TASK INSTRUCTIONS » For the entries below, print exactly the lines between the line holding "of the backpack" and the line holding "ski in this", inclusive, and nothing else.

DATASET ENTRIES »
# # #
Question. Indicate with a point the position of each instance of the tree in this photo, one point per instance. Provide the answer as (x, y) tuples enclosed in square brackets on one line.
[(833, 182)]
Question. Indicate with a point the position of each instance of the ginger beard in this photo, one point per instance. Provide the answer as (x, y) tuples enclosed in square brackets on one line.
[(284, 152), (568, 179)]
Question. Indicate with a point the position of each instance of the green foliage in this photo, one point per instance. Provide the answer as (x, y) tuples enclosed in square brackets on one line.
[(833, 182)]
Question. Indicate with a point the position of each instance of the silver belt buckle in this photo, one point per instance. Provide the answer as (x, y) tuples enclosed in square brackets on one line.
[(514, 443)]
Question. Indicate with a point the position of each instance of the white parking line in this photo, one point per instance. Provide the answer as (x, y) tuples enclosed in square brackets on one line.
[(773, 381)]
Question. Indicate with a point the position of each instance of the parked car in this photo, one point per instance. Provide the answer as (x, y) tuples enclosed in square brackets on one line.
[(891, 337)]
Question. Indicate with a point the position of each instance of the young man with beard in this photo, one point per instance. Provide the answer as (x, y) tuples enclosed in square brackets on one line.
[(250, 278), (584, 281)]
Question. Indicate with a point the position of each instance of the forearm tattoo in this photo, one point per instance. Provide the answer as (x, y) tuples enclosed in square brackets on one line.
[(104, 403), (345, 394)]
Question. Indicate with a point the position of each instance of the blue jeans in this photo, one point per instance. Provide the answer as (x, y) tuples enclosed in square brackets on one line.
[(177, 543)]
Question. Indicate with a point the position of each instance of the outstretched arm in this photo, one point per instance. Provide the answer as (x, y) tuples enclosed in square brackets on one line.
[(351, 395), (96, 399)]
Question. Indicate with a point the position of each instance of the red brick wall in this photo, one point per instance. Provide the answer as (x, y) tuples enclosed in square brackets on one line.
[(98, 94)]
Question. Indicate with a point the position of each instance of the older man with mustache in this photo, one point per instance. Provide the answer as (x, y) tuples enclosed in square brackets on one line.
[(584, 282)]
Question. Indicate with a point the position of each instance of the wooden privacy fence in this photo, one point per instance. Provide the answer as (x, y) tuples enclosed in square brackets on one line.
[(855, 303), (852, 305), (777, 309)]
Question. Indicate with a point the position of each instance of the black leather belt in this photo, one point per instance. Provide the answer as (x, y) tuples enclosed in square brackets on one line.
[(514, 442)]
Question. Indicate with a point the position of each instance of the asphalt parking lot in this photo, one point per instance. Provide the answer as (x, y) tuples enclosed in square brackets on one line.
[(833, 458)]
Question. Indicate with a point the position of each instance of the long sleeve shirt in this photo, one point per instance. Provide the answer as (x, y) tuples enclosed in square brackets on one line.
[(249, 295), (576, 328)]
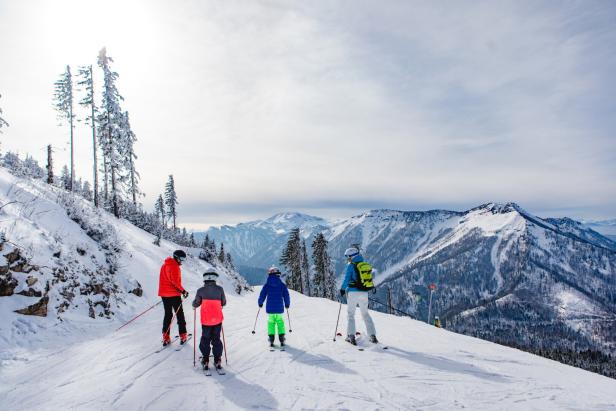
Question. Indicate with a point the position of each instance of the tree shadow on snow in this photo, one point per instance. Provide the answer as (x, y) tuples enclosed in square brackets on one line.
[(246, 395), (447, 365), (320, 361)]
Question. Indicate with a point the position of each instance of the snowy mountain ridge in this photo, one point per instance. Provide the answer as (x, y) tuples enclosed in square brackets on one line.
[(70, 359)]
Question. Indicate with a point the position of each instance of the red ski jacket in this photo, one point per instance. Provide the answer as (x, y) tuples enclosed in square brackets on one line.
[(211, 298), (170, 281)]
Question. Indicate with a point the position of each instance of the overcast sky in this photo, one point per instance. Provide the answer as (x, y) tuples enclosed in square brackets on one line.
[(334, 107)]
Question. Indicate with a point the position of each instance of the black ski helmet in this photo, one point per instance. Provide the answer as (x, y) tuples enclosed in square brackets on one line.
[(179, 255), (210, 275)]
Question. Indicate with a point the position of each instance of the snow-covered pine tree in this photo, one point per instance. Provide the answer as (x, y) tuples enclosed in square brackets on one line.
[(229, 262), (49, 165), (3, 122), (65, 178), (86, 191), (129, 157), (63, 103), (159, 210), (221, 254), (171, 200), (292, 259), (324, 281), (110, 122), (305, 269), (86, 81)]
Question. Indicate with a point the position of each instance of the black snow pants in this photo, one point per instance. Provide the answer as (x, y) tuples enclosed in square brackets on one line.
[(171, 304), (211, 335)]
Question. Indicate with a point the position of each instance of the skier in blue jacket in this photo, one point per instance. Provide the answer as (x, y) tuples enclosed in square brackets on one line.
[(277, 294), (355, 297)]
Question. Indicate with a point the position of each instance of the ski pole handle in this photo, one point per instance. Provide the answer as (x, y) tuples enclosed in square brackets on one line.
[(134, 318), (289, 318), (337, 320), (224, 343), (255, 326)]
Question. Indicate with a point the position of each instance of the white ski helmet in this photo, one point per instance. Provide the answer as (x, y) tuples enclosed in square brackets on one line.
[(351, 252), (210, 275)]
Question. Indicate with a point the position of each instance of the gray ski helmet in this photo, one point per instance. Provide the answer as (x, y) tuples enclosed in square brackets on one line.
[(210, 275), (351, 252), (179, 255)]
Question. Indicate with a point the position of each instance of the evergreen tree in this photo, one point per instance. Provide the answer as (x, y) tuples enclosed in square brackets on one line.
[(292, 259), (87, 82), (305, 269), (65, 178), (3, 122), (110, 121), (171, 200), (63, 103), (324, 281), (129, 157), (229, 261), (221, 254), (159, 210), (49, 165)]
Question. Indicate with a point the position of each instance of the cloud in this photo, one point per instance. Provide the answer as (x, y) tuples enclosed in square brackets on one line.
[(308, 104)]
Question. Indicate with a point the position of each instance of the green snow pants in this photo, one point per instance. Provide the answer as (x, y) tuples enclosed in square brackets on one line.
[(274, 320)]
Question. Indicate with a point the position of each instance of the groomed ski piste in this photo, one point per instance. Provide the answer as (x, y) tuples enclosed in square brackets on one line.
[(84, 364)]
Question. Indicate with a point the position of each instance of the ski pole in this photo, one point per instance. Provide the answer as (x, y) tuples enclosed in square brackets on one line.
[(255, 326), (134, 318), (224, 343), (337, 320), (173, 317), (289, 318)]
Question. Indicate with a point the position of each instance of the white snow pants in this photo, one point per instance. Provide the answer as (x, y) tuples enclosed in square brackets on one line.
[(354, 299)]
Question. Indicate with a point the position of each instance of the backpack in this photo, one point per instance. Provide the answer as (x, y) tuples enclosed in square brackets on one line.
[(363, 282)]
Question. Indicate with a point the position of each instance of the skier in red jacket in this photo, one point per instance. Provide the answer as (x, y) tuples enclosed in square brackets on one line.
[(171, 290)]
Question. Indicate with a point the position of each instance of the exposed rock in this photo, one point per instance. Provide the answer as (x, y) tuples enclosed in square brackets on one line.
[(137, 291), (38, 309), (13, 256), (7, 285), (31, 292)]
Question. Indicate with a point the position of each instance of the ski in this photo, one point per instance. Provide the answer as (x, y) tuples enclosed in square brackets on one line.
# # #
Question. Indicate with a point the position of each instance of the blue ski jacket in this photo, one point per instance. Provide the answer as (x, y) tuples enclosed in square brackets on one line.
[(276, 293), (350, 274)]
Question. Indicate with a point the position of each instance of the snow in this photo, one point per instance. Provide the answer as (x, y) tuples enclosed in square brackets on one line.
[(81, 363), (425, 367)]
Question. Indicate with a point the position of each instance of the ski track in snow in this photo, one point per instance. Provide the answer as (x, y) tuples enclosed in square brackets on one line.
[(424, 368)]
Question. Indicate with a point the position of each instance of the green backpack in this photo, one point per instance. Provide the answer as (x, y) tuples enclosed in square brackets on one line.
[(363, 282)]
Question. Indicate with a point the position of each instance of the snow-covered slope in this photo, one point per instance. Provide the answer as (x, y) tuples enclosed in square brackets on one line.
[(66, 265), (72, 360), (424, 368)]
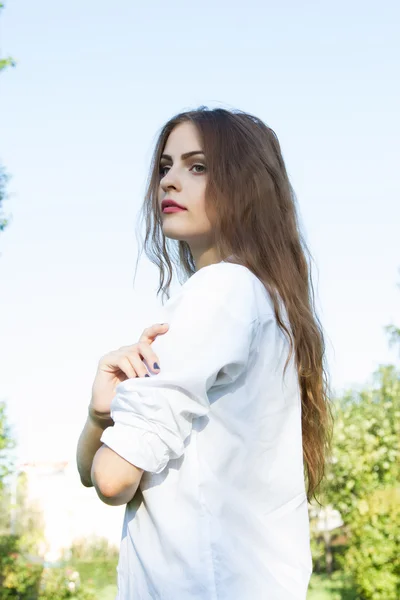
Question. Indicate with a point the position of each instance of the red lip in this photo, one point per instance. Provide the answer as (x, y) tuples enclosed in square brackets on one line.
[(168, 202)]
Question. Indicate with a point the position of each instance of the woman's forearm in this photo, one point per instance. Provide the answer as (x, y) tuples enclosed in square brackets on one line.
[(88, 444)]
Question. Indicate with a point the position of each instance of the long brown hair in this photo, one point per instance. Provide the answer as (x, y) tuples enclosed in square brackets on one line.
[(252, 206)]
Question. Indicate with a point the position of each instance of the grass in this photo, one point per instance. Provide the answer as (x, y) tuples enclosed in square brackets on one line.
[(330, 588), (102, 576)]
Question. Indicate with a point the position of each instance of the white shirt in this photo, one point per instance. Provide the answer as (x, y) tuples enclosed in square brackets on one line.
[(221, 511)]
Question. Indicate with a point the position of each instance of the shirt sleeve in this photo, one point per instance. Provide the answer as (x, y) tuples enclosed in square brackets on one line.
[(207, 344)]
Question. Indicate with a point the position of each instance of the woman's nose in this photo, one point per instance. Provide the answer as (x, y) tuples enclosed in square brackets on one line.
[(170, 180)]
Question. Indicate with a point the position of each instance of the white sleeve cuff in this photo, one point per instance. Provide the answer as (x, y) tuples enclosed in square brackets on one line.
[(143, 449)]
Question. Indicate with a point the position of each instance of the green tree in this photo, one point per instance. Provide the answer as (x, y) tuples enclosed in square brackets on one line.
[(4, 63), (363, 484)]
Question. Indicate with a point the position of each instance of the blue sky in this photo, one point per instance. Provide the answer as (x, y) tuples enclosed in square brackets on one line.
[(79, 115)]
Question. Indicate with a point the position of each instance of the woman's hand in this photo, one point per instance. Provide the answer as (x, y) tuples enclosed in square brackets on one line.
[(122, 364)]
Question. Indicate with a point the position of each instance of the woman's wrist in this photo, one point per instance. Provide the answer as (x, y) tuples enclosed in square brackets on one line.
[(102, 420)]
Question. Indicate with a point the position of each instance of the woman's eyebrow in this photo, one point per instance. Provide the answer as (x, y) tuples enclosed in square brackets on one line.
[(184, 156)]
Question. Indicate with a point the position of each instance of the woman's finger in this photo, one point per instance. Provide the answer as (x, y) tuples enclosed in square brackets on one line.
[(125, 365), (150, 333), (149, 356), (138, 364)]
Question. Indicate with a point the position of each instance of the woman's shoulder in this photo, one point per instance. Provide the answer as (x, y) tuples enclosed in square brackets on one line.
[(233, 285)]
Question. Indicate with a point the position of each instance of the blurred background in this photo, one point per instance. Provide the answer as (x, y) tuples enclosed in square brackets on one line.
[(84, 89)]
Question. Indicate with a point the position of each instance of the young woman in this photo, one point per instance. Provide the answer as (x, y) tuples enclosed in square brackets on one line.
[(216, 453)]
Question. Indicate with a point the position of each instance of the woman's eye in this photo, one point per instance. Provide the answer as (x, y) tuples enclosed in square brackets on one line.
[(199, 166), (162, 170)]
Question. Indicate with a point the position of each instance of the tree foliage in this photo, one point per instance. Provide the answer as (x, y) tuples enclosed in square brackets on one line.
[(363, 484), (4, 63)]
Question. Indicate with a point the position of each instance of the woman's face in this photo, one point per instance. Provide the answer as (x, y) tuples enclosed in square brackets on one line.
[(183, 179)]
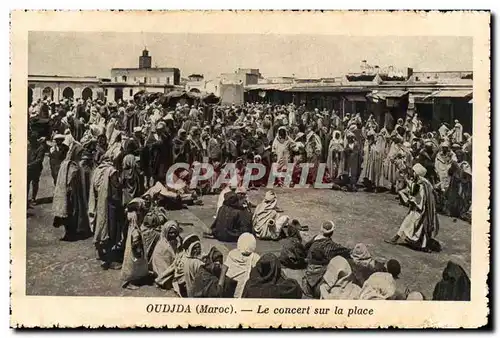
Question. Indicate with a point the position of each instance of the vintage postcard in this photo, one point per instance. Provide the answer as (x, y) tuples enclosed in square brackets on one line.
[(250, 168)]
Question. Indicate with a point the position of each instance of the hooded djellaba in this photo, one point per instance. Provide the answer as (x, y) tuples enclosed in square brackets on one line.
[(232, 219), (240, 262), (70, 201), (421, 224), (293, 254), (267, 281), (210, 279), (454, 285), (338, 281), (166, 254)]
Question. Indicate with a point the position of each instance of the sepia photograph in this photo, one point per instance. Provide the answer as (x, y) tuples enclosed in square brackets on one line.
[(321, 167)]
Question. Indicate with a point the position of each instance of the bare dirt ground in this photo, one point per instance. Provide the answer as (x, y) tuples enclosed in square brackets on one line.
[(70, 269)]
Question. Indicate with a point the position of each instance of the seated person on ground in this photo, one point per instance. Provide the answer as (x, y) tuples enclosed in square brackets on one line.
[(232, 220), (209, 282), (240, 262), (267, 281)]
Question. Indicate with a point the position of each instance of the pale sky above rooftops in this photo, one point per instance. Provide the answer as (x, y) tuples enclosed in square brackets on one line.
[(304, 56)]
# # #
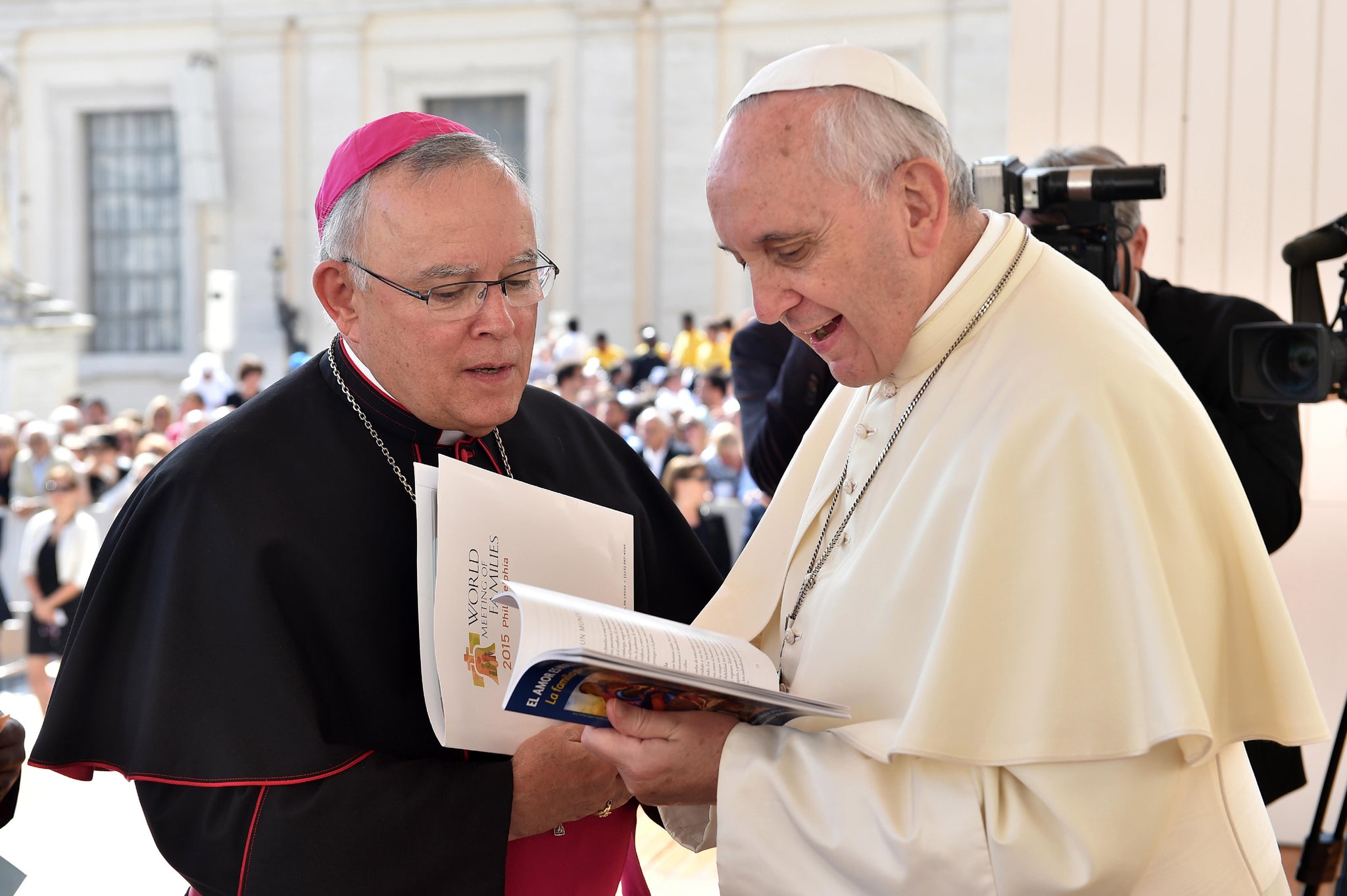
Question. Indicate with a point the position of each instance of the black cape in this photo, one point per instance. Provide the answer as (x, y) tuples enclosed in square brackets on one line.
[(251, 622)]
# # #
TASK OUTPUT »
Question. Indicate with a point the position of each instance of the backpack in this photo, one point per instance. Provide the answer as (x, y) tuples enclosed in square brackets on one line.
[(363, 282)]
Question. Indicate with a point the position of each instance of the skier in red jacket in this photo, one point per instance. Provide the answer as (x, y) tuples enclosed in square brackets on one line.
[(171, 290)]
Question. Indicate with a point the position of each instance of the exposed rock in this photo, one point per instance. Provide the answer as (x, y) tuples enclosed in square brackets on one line.
[(137, 291), (38, 309), (13, 256), (7, 285), (31, 292)]
Question. Indicate with a point the position of each instance of the ski in this photo, one point per instance. Provide the answer as (x, y) tuples enclosed in square brackets on one line.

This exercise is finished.